* What to work on: Repeat the records below word for word, but start at the line that contains "Query: paddle blade", stop after the last line, and include nothing else.

-=-=-=-=-

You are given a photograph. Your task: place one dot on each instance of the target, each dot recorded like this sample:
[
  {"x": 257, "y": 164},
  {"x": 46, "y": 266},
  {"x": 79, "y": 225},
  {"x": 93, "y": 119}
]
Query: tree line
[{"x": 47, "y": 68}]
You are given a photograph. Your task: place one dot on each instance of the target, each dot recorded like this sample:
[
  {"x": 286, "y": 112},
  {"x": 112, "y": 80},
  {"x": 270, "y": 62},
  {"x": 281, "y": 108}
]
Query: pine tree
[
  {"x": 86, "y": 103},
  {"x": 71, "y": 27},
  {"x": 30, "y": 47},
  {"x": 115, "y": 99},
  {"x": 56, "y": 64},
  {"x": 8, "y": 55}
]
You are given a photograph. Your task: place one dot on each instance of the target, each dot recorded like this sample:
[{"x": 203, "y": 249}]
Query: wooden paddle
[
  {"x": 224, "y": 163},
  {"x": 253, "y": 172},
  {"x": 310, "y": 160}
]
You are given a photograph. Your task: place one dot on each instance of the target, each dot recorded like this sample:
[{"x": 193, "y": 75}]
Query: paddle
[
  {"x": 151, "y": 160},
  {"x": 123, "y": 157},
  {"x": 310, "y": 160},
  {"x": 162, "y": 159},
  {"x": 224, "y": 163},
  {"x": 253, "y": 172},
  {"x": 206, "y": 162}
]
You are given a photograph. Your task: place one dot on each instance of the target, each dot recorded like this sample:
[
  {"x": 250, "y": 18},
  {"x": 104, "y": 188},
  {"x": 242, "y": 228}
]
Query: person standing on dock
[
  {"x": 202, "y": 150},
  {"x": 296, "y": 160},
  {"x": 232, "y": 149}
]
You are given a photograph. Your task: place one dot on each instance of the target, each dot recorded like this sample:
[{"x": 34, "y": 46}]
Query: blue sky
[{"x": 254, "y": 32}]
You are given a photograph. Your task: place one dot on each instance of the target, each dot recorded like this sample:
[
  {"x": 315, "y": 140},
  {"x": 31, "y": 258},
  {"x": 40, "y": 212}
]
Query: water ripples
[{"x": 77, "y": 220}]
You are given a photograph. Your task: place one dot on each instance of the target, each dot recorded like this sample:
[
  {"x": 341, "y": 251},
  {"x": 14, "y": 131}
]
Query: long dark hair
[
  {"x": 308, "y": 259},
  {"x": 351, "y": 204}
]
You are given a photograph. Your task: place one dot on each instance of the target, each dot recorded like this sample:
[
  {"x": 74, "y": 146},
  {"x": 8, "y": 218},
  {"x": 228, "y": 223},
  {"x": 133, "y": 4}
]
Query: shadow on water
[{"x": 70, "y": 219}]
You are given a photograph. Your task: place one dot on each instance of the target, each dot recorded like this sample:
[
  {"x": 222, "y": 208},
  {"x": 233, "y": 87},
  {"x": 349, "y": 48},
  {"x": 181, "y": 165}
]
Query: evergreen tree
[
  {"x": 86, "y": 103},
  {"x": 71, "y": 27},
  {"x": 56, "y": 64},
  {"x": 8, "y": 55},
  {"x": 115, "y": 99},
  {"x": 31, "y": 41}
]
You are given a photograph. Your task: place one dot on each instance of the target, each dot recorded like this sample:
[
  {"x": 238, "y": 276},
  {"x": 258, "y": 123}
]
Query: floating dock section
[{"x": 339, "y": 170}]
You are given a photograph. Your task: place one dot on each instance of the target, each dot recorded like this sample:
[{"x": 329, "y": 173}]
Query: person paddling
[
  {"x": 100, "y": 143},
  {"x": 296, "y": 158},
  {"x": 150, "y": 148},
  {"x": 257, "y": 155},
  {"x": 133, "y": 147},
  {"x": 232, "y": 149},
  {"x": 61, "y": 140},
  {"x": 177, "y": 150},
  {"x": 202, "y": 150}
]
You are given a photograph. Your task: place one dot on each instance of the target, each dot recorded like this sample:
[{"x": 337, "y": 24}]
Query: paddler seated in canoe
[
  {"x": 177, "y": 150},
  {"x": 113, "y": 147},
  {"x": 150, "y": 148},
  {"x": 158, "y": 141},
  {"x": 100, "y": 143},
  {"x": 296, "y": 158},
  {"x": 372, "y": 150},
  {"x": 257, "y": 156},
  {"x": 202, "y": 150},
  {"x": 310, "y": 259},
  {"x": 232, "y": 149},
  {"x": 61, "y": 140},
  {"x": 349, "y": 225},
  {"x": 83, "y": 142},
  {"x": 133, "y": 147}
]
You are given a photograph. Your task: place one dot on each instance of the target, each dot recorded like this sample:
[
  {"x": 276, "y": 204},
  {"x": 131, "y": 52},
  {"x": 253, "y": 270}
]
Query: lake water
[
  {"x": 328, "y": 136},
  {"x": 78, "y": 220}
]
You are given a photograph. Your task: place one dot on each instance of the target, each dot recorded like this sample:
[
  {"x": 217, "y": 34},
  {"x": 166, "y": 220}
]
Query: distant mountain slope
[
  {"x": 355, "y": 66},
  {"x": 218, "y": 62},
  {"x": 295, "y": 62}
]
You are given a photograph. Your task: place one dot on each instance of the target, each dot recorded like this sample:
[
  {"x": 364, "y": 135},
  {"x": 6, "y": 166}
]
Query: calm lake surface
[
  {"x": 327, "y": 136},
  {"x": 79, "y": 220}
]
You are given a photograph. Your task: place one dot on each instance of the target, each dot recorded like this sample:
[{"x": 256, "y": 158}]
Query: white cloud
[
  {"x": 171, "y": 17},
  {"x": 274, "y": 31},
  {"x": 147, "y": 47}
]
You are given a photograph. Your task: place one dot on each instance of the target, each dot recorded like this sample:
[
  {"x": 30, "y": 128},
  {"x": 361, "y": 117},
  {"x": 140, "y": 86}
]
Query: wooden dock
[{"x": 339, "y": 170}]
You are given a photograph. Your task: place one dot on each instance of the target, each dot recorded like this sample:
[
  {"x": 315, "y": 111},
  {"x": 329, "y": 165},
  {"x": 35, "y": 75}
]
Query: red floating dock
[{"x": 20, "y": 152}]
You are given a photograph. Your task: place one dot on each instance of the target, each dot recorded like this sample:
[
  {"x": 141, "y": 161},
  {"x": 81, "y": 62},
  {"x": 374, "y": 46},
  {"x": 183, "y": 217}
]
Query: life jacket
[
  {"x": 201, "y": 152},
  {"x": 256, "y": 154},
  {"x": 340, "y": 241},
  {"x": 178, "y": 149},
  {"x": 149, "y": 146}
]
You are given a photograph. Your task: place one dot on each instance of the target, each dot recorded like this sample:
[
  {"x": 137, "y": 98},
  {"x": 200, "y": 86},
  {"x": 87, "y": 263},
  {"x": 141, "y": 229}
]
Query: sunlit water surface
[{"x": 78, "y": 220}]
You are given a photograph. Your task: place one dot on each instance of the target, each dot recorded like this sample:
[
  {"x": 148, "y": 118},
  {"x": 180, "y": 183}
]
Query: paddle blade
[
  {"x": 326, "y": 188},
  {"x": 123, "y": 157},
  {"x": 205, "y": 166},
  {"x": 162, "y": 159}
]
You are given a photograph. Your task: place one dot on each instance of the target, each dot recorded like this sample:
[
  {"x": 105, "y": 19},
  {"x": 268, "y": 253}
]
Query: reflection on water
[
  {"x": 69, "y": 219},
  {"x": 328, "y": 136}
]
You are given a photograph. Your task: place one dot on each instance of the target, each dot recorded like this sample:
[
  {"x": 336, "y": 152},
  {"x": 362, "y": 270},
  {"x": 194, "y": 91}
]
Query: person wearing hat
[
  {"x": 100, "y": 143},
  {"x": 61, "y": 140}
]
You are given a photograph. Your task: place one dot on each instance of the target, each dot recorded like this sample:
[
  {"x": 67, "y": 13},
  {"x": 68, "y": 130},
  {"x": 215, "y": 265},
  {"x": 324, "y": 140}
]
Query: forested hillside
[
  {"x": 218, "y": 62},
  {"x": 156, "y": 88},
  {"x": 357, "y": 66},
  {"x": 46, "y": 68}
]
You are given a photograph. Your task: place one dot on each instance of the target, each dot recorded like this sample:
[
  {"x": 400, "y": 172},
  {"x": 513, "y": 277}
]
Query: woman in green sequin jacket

-=-=-=-=-

* Output of the task:
Query: paddle blade
[
  {"x": 326, "y": 188},
  {"x": 123, "y": 157},
  {"x": 205, "y": 166},
  {"x": 162, "y": 159}
]
You are given a photograph. Your task: place one dot on each instance of the target, each dot recorded like this sample:
[
  {"x": 105, "y": 19},
  {"x": 268, "y": 253}
]
Query: reflection on water
[
  {"x": 69, "y": 219},
  {"x": 328, "y": 136}
]
You are given a photograph. Your task: place one dot on each instance of the target, each dot recorded like this sample:
[
  {"x": 336, "y": 152},
  {"x": 362, "y": 270},
  {"x": 194, "y": 91}
]
Query: person wearing hat
[
  {"x": 100, "y": 143},
  {"x": 61, "y": 140}
]
You are given a photograph. Your task: place one dot on each instance of the target, each dot recorded like this sample:
[
  {"x": 67, "y": 13},
  {"x": 68, "y": 130},
  {"x": 215, "y": 265},
  {"x": 324, "y": 140}
]
Query: forested hillside
[
  {"x": 218, "y": 62},
  {"x": 156, "y": 88},
  {"x": 357, "y": 66},
  {"x": 46, "y": 68}
]
You are given a photograph. Your task: place one dot on each instance of the target, each dot recorded like this sample:
[
  {"x": 400, "y": 172},
  {"x": 513, "y": 277}
]
Query: woman in green sequin jacket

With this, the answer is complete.